Provided text
Keep trying after rejection

One of the more frustrating parts of freelancing is constantly having to put yourself out there. The bonus is as you get used to applying for open art calls and art jobs, it gets easier. (Or you get smarter and keep a ready to copy/paste bio on hand. It's hard to think of how to write your bio often. My mind goes blank. I was raised by wolves.)

It is equally frustrating to be rejected.

And the more you apply to galleries, art calls, art fairs and jobs in the art field…the more rejection can happen.

Which is also a good thing sometimes, rejection builds character lol but seriously. Rejection forces you to make a choice right there. Will you dig in your heels and carry forth stubbornly believing in yourself? Or will you take that rejection and make a different plan accordingly? There is no right or wrong answer, really. You have to know the line between knowing your art needs a little more experience or it does not. Sometimes you've been rejected because your style doesn't fit with their aesthetic. That's not anything to do with your skills. Take it for what it is.

The most recent art thing I was rejected from was a gallery exhibit. I can admit though I was in over my head and the rejection was a blessing. I see this now, weeks after it happened.

Originally when the rejection letter happened, I was very derailed by it. I had been floating on a successful high and felt ready to do a gallery exhibit. After the rejection, I felt like a failure and a let down. Many people have been rooting for me. I feel aimless, nothing mattered.

I took some time off to lick my wounds and determine what course of action I'd rather be taking. Still want to get in the galleries, but I will take smaller steps to that.

Given request 1
Print the full post about rejection verbatim, from its title through its final sentence.
The rows have no connection to the post about rejection.

Supplied records
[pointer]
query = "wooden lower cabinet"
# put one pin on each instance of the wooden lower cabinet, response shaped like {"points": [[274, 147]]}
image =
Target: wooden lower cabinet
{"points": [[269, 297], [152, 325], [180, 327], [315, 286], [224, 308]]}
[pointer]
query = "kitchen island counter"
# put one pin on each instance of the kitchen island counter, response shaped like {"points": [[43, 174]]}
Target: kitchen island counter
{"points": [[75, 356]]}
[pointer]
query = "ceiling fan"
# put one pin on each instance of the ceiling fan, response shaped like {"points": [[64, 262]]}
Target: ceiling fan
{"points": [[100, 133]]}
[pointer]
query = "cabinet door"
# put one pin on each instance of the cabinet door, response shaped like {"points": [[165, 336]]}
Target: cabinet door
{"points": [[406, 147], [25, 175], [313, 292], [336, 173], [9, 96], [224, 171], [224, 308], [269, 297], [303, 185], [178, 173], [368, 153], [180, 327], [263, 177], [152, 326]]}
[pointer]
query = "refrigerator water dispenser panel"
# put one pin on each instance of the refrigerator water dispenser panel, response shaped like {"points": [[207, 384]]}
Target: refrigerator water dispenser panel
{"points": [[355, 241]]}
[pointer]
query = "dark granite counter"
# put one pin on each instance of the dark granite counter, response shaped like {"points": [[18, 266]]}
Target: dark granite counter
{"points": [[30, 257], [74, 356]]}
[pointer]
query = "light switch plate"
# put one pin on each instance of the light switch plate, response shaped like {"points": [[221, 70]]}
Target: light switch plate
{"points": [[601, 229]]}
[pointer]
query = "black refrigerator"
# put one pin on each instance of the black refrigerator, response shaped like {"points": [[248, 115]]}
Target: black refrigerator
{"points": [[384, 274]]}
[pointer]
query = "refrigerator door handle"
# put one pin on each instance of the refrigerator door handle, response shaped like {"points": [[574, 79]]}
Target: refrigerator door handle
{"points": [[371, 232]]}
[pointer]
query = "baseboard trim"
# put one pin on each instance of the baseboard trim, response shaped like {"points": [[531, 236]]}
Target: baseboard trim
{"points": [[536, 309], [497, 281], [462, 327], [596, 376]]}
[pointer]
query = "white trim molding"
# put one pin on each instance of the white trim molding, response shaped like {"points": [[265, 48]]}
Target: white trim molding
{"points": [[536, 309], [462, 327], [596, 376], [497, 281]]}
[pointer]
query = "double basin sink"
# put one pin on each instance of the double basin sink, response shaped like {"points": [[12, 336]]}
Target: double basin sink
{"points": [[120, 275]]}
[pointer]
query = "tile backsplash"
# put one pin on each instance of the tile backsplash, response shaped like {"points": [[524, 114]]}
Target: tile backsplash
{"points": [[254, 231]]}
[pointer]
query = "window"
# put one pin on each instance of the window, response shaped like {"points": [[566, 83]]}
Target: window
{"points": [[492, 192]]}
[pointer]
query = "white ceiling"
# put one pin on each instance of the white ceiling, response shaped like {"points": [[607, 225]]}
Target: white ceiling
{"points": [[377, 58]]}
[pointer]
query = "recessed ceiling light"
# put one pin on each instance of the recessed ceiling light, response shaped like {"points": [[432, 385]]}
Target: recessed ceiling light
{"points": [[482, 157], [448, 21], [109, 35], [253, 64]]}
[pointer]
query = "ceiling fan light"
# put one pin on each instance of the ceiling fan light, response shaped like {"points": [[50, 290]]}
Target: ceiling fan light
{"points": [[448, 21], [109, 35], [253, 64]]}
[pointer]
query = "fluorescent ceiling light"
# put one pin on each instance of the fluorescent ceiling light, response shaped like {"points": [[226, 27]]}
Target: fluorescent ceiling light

Given request 2
List each line of the rows that contains the string "kitchen", treating uppercase and lowercase as different.

Expected answer 1
Keep trying after rejection

One of the more frustrating parts of freelancing is constantly having to put yourself out there. The bonus is as you get used to applying for open art calls and art jobs, it gets easier. (Or you get smarter and keep a ready to copy/paste bio on hand. It's hard to think of how to write your bio often. My mind goes blank. I was raised by wolves.)

It is equally frustrating to be rejected.

And the more you apply to galleries, art calls, art fairs and jobs in the art field…the more rejection can happen.

Which is also a good thing sometimes, rejection builds character lol but seriously. Rejection forces you to make a choice right there. Will you dig in your heels and carry forth stubbornly believing in yourself? Or will you take that rejection and make a different plan accordingly? There is no right or wrong answer, really. You have to know the line between knowing your art needs a little more experience or it does not. Sometimes you've been rejected because your style doesn't fit with their aesthetic. That's not anything to do with your skills. Take it for what it is.

The most recent art thing I was rejected from was a gallery exhibit. I can admit though I was in over my head and the rejection was a blessing. I see this now, weeks after it happened.

Originally when the rejection letter happened, I was very derailed by it. I had been floating on a successful high and felt ready to do a gallery exhibit. After the rejection, I felt like a failure and a let down. Many people have been rooting for me. I feel aimless, nothing mattered.

I took some time off to lick my wounds and determine what course of action I'd rather be taking. Still want to get in the galleries, but I will take smaller steps to that.

Expected answer 2
query = "kitchen island counter"
# put one pin on each instance of the kitchen island counter, response shaped like {"points": [[43, 174]]}
Target: kitchen island counter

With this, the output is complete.